** THE DATA follows **

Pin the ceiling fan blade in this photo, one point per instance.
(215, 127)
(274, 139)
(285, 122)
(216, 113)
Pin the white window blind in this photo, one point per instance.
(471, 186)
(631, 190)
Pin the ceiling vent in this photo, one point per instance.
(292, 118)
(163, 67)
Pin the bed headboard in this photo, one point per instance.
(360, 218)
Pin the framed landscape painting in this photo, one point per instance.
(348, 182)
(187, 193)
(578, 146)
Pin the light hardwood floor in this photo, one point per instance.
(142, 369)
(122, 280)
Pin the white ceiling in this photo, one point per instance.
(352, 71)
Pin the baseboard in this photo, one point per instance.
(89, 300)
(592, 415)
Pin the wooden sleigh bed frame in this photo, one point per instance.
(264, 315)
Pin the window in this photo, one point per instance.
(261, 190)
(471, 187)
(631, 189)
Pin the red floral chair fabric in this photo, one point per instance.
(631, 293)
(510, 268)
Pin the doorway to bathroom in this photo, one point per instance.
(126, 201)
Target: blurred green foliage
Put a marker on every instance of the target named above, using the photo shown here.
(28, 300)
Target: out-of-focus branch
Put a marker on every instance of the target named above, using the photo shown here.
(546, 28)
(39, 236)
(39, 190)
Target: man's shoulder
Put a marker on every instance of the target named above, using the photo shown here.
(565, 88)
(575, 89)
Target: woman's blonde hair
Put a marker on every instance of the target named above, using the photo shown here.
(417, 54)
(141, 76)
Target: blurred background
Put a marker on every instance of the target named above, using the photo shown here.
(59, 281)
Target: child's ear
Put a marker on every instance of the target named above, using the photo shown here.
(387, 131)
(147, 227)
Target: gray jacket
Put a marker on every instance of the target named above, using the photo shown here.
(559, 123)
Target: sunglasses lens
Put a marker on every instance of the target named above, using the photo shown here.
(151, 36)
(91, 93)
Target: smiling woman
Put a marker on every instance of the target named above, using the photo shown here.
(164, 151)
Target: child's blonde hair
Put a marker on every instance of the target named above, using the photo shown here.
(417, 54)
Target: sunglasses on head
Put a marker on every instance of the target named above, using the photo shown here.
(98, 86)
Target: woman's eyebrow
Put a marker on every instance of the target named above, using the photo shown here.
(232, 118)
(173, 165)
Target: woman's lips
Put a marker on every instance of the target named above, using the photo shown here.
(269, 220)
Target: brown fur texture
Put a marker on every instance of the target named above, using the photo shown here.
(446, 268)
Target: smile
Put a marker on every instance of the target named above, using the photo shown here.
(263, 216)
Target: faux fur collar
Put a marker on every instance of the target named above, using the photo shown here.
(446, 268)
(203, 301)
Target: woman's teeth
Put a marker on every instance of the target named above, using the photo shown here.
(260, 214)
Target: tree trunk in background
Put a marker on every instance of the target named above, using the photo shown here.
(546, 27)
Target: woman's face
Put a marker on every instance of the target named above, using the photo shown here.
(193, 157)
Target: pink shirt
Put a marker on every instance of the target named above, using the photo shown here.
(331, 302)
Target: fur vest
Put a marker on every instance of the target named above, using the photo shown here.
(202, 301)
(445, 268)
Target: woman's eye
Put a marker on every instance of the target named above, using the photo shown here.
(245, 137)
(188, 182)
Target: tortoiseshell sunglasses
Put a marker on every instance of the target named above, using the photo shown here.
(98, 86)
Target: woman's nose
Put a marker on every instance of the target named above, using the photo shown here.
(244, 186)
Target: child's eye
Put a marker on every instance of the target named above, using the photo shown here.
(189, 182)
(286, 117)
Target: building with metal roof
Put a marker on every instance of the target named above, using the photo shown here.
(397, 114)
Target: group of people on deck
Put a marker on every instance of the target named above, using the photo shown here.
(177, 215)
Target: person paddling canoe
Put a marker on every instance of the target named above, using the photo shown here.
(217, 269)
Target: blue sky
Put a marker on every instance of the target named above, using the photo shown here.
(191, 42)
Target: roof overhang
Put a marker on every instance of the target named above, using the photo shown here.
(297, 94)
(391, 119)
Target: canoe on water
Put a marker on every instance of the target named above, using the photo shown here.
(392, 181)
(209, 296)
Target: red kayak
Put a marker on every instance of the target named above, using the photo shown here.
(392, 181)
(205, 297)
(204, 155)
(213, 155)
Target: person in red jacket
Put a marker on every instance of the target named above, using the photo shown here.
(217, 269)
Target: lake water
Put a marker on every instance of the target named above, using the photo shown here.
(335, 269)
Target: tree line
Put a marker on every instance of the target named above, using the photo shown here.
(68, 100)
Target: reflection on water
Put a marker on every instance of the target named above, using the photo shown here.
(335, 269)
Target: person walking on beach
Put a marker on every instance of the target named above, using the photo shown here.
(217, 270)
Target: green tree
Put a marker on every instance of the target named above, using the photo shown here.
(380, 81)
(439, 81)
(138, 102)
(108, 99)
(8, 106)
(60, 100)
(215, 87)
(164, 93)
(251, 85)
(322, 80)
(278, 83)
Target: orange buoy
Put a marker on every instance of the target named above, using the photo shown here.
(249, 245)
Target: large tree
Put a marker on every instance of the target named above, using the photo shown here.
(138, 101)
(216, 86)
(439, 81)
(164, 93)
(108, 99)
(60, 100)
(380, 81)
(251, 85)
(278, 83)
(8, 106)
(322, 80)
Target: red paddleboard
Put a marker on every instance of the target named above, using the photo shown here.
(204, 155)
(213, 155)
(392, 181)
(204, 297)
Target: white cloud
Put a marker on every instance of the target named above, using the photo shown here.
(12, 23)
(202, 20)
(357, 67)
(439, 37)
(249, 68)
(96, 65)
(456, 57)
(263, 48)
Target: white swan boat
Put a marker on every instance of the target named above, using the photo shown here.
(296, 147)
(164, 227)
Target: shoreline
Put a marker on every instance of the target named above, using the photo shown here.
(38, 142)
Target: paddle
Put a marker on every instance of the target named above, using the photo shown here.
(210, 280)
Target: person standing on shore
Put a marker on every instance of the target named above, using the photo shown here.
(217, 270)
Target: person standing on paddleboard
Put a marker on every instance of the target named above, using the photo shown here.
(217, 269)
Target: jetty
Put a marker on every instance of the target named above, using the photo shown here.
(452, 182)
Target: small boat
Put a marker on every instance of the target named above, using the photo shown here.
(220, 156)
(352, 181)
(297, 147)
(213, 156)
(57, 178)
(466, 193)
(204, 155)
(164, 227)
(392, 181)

** End of THE DATA **

## WORK REQUEST
Every line from the one containing "Target: jetty" to the end of the material above must be written out exactly. Nothing else is wanted.

## OUTPUT OF THE EXERCISE
Target: jetty
Put a marker on every instance of the target named above, using the photo shown here.
(452, 182)
Target: small boat
Put a marker on every instance of the target named above, using the photo shown here.
(220, 156)
(352, 181)
(297, 147)
(213, 156)
(57, 178)
(466, 193)
(204, 155)
(164, 227)
(392, 181)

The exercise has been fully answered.